▶ _ASSIGNMENT_
All entries below must be output word for word, and the pictures left behind.

▶ _GIVEN DATA_
= = =
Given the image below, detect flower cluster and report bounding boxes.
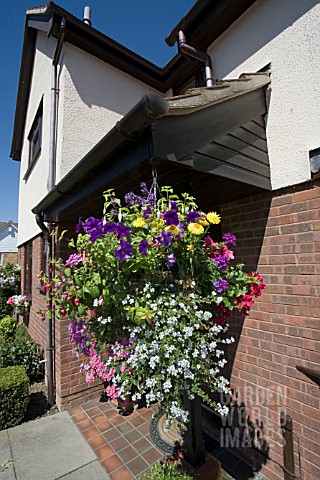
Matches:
[43,183,264,426]
[0,263,20,289]
[7,294,29,308]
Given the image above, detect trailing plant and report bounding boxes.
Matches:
[0,366,29,430]
[42,183,264,427]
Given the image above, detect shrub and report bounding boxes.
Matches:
[0,366,29,430]
[0,324,44,383]
[0,316,17,341]
[139,462,191,480]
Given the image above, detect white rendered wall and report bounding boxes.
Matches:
[56,44,160,181]
[17,31,56,246]
[0,226,18,253]
[18,33,162,246]
[207,0,320,190]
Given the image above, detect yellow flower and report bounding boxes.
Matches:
[133,218,145,228]
[206,212,221,224]
[198,218,209,226]
[165,225,180,235]
[187,244,195,251]
[188,223,204,235]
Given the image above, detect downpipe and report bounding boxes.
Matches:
[35,214,54,406]
[48,17,66,191]
[178,30,214,87]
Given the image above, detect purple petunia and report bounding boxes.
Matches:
[186,211,199,223]
[163,209,179,226]
[213,255,229,270]
[83,217,104,243]
[165,253,176,268]
[138,239,150,256]
[214,279,229,293]
[114,240,133,262]
[102,222,117,234]
[222,233,237,246]
[170,201,178,212]
[117,222,131,239]
[156,231,174,248]
[76,217,85,233]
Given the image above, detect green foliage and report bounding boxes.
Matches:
[0,366,29,430]
[139,462,191,480]
[0,316,17,341]
[0,324,44,383]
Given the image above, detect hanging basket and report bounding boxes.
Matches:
[15,305,29,316]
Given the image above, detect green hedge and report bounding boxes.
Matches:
[0,316,17,341]
[0,366,29,430]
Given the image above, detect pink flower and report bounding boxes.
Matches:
[219,245,234,260]
[106,384,121,399]
[204,236,218,248]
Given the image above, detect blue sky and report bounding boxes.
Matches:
[0,0,195,222]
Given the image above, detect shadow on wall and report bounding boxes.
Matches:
[203,192,273,477]
[211,0,319,78]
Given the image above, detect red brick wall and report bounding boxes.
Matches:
[220,183,320,480]
[53,226,102,409]
[18,235,47,351]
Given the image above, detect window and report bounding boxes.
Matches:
[24,241,33,298]
[26,99,43,177]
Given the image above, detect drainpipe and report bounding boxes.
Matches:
[48,17,66,192]
[178,30,214,87]
[35,214,54,406]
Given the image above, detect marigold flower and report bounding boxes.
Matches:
[188,223,204,235]
[133,217,145,228]
[206,212,221,224]
[187,244,195,251]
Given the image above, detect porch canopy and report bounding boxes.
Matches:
[33,73,271,224]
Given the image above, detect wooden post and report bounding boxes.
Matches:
[182,392,206,469]
[281,412,295,480]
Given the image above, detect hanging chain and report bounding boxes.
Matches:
[150,163,160,209]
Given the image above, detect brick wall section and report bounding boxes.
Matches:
[53,225,102,409]
[18,235,47,351]
[220,183,320,480]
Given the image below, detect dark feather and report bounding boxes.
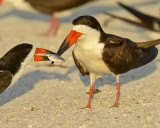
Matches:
[104,2,160,32]
[72,51,89,76]
[118,2,158,23]
[0,70,12,94]
[136,39,160,49]
[134,39,160,68]
[26,0,94,14]
[101,33,160,75]
[101,33,143,75]
[134,47,158,68]
[0,43,32,75]
[103,12,152,31]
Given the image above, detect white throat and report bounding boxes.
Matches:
[72,25,101,49]
[72,25,112,76]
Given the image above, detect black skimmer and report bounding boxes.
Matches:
[0,43,64,94]
[56,15,160,108]
[104,2,160,32]
[5,0,94,36]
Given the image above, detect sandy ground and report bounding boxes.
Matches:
[0,0,160,128]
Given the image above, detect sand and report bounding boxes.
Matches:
[0,0,160,128]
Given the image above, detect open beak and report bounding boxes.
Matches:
[34,48,51,62]
[57,30,83,56]
[34,55,49,62]
[34,48,65,63]
[35,48,50,54]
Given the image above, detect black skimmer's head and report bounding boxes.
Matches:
[0,43,64,94]
[57,15,160,108]
[0,43,35,94]
[57,15,103,56]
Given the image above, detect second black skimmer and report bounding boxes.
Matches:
[56,15,160,108]
[104,2,160,32]
[5,0,94,36]
[0,43,64,94]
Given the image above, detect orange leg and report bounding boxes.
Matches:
[81,74,95,109]
[52,17,59,36]
[81,85,94,109]
[45,16,59,36]
[112,82,120,107]
[45,16,55,36]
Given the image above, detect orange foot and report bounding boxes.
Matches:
[111,103,118,108]
[80,105,91,109]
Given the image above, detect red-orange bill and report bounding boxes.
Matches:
[57,30,83,56]
[34,55,49,62]
[35,48,50,54]
[34,48,64,63]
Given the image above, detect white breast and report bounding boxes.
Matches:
[73,26,112,76]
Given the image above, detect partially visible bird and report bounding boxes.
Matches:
[56,15,160,108]
[0,43,64,94]
[104,2,160,32]
[5,0,94,36]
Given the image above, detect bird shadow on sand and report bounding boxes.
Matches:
[79,59,160,89]
[0,66,76,106]
[0,1,156,25]
[78,58,160,106]
[0,58,159,106]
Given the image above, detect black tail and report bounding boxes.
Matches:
[136,39,160,49]
[118,2,155,23]
[103,12,145,27]
[134,39,160,68]
[135,47,158,68]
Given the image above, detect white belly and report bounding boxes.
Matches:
[73,41,112,76]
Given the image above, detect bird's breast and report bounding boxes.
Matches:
[73,40,112,75]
= = =
▶ _RESPONSE BELOW_
Given the image below, detect flower cluster and report bounding boxes.
Matches:
[43,183,264,426]
[0,263,20,289]
[7,294,29,308]
Given the image above, detect trailing plant and report bounding boxes.
Matches:
[0,366,29,430]
[42,183,264,427]
Given the image above, detect shrub and report bounding boxes.
Matches:
[0,366,29,430]
[0,324,44,383]
[0,316,17,341]
[139,462,191,480]
Given the image above, detect white rendered wall and report bounding boxes.
Matches:
[56,44,160,181]
[17,31,56,246]
[0,226,18,253]
[18,33,162,246]
[207,0,320,190]
Given the image above, detect yellow flower and report bounding boxes.
Matches:
[133,218,145,228]
[206,212,221,224]
[198,218,209,226]
[165,225,180,235]
[187,244,195,251]
[188,223,204,235]
Given the image above, detect downpipe and report bounding boxes.
Matches:
[35,214,54,406]
[48,17,66,191]
[178,30,214,87]
Given the image above, detect purple petunia and report bounding boxes.
Matches:
[186,211,199,223]
[163,209,179,226]
[213,255,229,270]
[83,217,104,243]
[165,253,176,268]
[138,239,150,256]
[214,279,229,293]
[114,240,133,262]
[102,222,117,234]
[222,233,237,246]
[170,201,178,212]
[117,222,131,239]
[156,231,174,248]
[76,217,85,233]
Given the image above, detect green foliage and report bounding boxes.
Matches:
[0,366,29,430]
[139,462,191,480]
[0,316,17,341]
[0,324,44,383]
Given the image above, detect hanging basket and report bounding boxes.
Matches:
[15,305,29,316]
Given the image above, detect green hedge and report bounding boxes.
Matches:
[0,316,17,341]
[0,366,29,430]
Given the image above, detect pink flower and report bounding boxes.
Matches:
[219,245,234,260]
[106,384,121,399]
[204,236,218,248]
Given the image above, detect blue sky and report bounding boxes.
Matches:
[0,0,195,222]
Given the image above, detect shadow on wall and report bounding boxes.
Matches:
[203,192,273,477]
[211,0,319,78]
Given the image above, detect red brick wall and report bounding boxes.
Matches:
[220,183,320,480]
[53,226,102,409]
[18,235,47,351]
Given the image above, detect window and report bounding boxes.
Matches:
[24,241,33,298]
[26,99,43,177]
Given the image above, detect drainpipe and report bounding boxes.
Matches:
[48,17,66,192]
[178,30,214,87]
[35,214,54,406]
Given the image above, detect marigold flower and report bounding boxes.
Matches:
[188,223,204,235]
[133,217,145,228]
[206,212,221,224]
[187,244,195,251]
Given the image above, detect porch canopy and report bounding boxes.
Matches:
[33,73,271,224]
Given the image above, detect wooden post and report bounding boxes.
Matches:
[182,392,206,469]
[281,412,295,480]
Given the image above, detect hanging chain and report bounding boxes.
Matches:
[150,163,160,209]
Given the image above, detect brick wall section and report bounding boxes.
Matches:
[53,225,102,409]
[18,235,47,351]
[220,183,320,480]
Given the image below, detect dark feather and report bounding boxes.
Matches:
[104,2,160,32]
[72,51,89,76]
[118,2,158,23]
[0,70,12,94]
[136,39,160,49]
[134,39,160,68]
[26,0,94,14]
[101,33,160,75]
[101,33,143,75]
[134,47,158,68]
[0,43,32,75]
[103,12,152,31]
Given the image above, detect white throat and report bounding boxes.
Matches:
[72,25,101,49]
[72,25,112,76]
Given the image above, detect black skimmer and report bounding boxes.
Matches:
[0,43,64,94]
[56,15,160,108]
[104,2,160,32]
[5,0,94,36]
Given the image above, detect sandy ground and report bounding boxes.
Matches:
[0,0,160,128]
Given the image above, detect sand and report bounding boxes.
Matches:
[0,0,160,128]
Given the image above, detect open beak and report bounding boxes.
Matches:
[34,48,51,62]
[57,30,83,56]
[34,55,49,62]
[34,48,65,63]
[35,48,50,54]
Given the image above, detect black skimmer's head and report bounding boxes.
Matches:
[0,43,64,94]
[57,15,160,108]
[0,43,35,94]
[57,15,103,56]
Given the image above, detect second black skimmer and report bounding boxes.
Matches:
[56,15,160,108]
[104,2,160,32]
[5,0,94,36]
[0,43,64,94]
Given the image above, detect orange leg and report bounding boxes.
Matches:
[81,74,95,109]
[52,17,59,36]
[81,85,94,109]
[45,16,59,36]
[112,82,120,107]
[45,16,55,36]
Given the image above, detect orange foot and report bounding boxes.
Matches:
[111,103,118,108]
[80,105,91,109]
Given the image above, detect red-orange bill and report bounding boxes.
Matches:
[57,30,83,56]
[34,55,49,62]
[35,48,50,54]
[34,48,64,63]
Given the image above, detect white breast and report bounding boxes.
Matches:
[73,26,112,76]
Given the image above, detect partially visible bird and report bounding boxes.
Matches:
[56,15,160,108]
[0,43,64,94]
[104,2,160,32]
[5,0,94,36]
Given the image above, detect bird shadow on sand and report bounding boxes.
Matches:
[79,59,160,89]
[0,66,76,106]
[0,1,156,25]
[78,58,160,106]
[0,58,159,106]
Given the image above, detect black tail and report bounding boxes.
Matches:
[136,39,160,49]
[118,2,155,23]
[103,12,145,27]
[134,39,160,68]
[135,47,158,68]
Given the image above, detect white belly and report bounding boxes.
Matches:
[73,41,112,76]
Given the image above, detect bird's breast and report bounding boxes.
Matches:
[73,40,112,75]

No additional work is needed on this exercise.